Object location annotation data

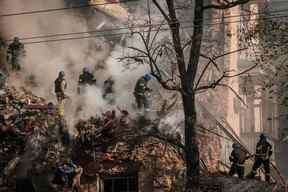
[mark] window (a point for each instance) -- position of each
(121, 184)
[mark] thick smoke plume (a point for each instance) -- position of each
(45, 60)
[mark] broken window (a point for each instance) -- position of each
(121, 184)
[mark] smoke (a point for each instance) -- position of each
(43, 61)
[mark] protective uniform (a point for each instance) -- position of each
(237, 158)
(15, 52)
(262, 156)
(60, 86)
(108, 90)
(86, 78)
(140, 92)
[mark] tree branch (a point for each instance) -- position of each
(226, 5)
(161, 10)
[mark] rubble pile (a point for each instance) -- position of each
(114, 144)
(28, 125)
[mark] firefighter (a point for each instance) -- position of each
(108, 90)
(15, 52)
(238, 157)
(85, 78)
(60, 86)
(68, 175)
(2, 43)
(140, 92)
(262, 156)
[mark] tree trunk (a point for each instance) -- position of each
(191, 147)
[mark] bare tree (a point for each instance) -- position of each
(174, 62)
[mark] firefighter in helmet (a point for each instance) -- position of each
(15, 53)
(140, 92)
(60, 86)
(238, 157)
(262, 157)
(85, 78)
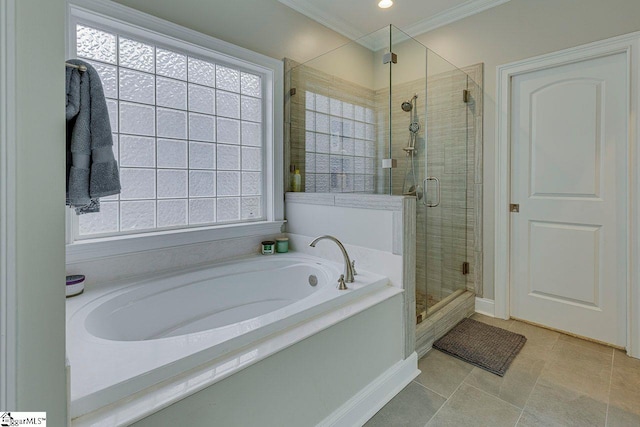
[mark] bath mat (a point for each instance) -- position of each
(485, 346)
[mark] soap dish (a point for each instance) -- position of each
(75, 285)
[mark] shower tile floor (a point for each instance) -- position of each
(556, 380)
(425, 301)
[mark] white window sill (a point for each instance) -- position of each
(87, 250)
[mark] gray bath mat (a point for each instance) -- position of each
(485, 346)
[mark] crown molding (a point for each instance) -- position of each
(453, 14)
(343, 27)
(332, 22)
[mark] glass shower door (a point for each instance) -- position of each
(442, 213)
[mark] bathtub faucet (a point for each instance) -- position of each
(348, 266)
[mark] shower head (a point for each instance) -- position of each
(408, 105)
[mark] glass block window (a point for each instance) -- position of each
(340, 147)
(187, 134)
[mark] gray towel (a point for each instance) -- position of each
(92, 171)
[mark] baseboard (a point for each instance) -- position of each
(486, 306)
(361, 407)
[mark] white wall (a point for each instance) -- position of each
(41, 380)
(517, 30)
(265, 26)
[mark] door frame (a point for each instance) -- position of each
(8, 157)
(629, 45)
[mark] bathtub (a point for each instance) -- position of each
(166, 336)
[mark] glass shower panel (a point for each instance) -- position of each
(334, 120)
(443, 211)
(388, 97)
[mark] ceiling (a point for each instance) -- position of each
(356, 18)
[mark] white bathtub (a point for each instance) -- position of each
(128, 338)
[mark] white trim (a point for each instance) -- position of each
(113, 16)
(369, 400)
(331, 21)
(440, 19)
(630, 45)
(88, 250)
(486, 307)
(8, 157)
(451, 15)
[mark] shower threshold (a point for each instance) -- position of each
(422, 315)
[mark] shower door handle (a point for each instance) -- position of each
(424, 183)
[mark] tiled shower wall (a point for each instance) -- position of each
(453, 233)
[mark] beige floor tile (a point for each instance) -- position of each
(540, 341)
(516, 385)
(583, 371)
(618, 417)
(442, 373)
(471, 407)
(413, 406)
(493, 321)
(586, 344)
(625, 385)
(554, 405)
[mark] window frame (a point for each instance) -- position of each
(113, 17)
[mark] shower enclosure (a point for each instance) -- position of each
(386, 115)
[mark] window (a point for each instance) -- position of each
(339, 145)
(187, 132)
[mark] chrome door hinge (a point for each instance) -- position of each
(465, 96)
(389, 57)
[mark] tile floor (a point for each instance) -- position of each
(556, 380)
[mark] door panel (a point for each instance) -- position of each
(568, 130)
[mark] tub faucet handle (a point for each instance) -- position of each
(341, 285)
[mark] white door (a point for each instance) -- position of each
(568, 174)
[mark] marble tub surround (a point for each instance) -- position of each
(556, 380)
(139, 369)
(116, 268)
(378, 232)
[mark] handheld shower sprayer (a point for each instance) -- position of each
(408, 105)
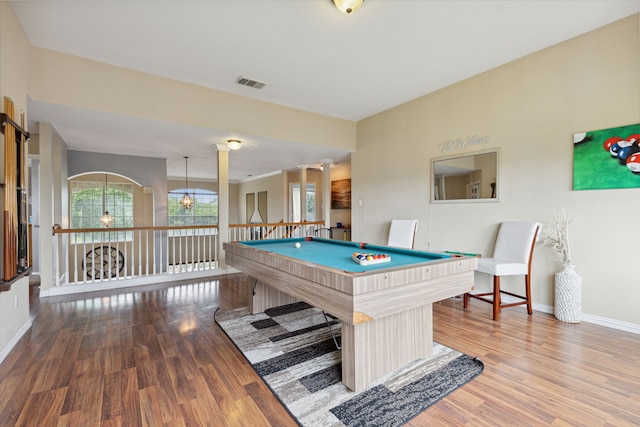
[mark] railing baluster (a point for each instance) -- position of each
(150, 250)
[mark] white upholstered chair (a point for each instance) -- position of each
(402, 233)
(512, 256)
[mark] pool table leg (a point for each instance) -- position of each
(374, 348)
(265, 296)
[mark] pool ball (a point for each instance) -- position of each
(610, 141)
(634, 138)
(625, 152)
(633, 162)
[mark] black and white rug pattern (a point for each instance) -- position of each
(293, 351)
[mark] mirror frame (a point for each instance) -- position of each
(498, 189)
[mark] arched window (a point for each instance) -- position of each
(89, 200)
(203, 212)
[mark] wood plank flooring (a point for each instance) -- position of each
(154, 356)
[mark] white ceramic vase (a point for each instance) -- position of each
(568, 300)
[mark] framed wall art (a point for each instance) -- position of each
(607, 158)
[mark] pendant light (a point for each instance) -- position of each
(186, 201)
(106, 220)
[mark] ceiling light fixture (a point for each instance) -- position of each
(347, 6)
(106, 219)
(186, 201)
(234, 144)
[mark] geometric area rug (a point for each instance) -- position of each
(293, 351)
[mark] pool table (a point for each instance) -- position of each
(385, 309)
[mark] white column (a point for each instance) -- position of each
(47, 270)
(303, 192)
(326, 192)
(223, 200)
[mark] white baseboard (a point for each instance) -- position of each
(12, 343)
(597, 320)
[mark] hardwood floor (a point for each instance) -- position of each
(155, 357)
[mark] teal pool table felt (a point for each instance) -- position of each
(337, 253)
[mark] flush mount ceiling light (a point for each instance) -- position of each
(186, 201)
(234, 144)
(347, 6)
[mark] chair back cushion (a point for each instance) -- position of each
(402, 233)
(515, 240)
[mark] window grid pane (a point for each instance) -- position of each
(87, 198)
(203, 212)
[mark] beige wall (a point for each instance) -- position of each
(530, 108)
(275, 195)
(14, 66)
(77, 82)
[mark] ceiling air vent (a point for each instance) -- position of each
(251, 83)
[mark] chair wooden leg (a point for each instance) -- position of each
(496, 297)
(527, 285)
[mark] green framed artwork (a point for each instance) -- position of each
(607, 158)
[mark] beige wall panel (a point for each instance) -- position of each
(78, 82)
(530, 108)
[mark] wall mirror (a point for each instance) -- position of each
(466, 177)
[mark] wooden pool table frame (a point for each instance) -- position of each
(386, 314)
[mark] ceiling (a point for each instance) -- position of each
(310, 56)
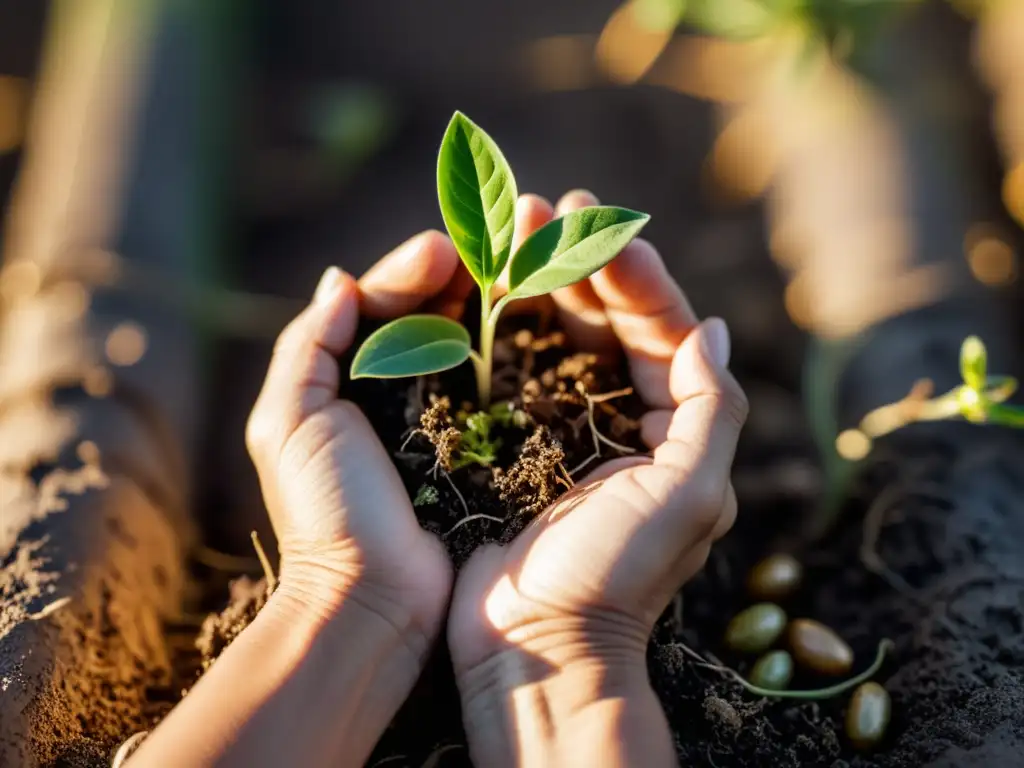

== Work to do ==
Return every line of the material above that contains the word "ceiling".

== Full response ==
[mark] ceiling (a point for each instance) -- position of each
[mark] ceiling light fixture (a point for each instance) -- position of each
[mark] flush mount ceiling light (a point for each instance) -- position of each
[mark] ceiling air vent (a point for each instance) -- position of each
[mark] ceiling (a point for each instance) -- position of each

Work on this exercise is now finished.